## Objectif visé
Citez mot pour mot le passage de l’entretien avec Niki Demiller qui commence à « Niki Demiller : J’en » et se termine à « concert au Zénith... ».

NIKI DEMILLER
Avec l’élégance pop qui lui sied, l’ancien chanteur des Brats revient en musique sur ses dix années absurdes passées dans le monde du tertiaire.
“Avant de devenir fou”
“OÙ SONT DONC PASSÉS LES BEAUX JOURS ?” La question que posait hier Ray Davies reste, hélas, très pertinente. Où sont nos amis ? Nos sorties nocturnes ? Quand ce cirque va-t-il enfin cesser ? Fautil vraiment avoir recours aux privations afin d’apprécier les libertés ? Il paraît que le travail épanouit, que la musique sert d’adoucisseur à une vie de salle d’attente tout en espérant accéder à une hypothétique plénitude via l’échelle en balsa que ces nouveaux métiers du tertiaire cool glissent en peau de banane sous les pieds des jeunes loups. “L’important, c’est de participer”… Niki Demiller en a fait les frais. De la data aux partitions, d’un contrat de vente à l’autre : portrait d’une convention de conversion.
Mesquineries
Rock&Folk : Que s’est-il donc passé d’aussi grave dans votre vie active pour que vous en parliez ainsi ?
Niki Demiller : J’en ai bavé dans ces bureaux, dans ce cadre de vie. De prime abord, ça ne me semblait pas intéressant d’en parler mais, pour ma part, j’ai trouvé l’expérience en milieu tertiaire assez violente.
R&F : Et pourtant, être sur scène peut également être violent Comme lors de ce concert au Zénith...

## Données fournies
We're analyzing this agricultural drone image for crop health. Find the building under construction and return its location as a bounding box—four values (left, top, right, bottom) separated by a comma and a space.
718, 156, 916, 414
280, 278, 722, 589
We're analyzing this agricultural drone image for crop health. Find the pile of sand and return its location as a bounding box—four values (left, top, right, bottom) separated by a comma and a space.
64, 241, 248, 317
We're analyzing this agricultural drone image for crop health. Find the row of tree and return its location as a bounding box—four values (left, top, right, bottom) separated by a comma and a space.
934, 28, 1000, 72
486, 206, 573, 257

* * *

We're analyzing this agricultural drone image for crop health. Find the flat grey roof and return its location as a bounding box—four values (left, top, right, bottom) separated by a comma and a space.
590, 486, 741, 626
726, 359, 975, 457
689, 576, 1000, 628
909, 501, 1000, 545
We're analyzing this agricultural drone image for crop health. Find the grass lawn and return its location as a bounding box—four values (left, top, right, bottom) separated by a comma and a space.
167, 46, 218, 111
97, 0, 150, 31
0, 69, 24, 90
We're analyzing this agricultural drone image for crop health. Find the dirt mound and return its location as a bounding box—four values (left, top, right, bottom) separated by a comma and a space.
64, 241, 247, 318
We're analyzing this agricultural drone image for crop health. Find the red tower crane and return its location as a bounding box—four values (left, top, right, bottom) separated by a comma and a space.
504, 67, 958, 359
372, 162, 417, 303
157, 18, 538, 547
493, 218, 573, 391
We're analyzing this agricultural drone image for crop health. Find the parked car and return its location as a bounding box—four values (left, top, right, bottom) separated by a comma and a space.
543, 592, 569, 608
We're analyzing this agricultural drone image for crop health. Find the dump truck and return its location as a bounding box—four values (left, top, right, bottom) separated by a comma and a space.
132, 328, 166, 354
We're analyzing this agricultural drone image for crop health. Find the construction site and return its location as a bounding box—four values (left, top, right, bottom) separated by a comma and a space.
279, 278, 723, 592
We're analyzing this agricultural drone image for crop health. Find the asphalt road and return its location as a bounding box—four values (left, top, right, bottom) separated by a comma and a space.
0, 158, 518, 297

## Réponse fournie
Niki Demiller : J’en ai bavé dans ces bureaux, dans ce cadre de vie. De prime abord, ça ne me semblait pas intéressant d’en parler mais, pour ma part, j’ai trouvé l’expérience en milieu tertiaire assez violente.
R&F : Et pourtant, être sur scène peut également être violent Comme lors de ce concert au Zénith...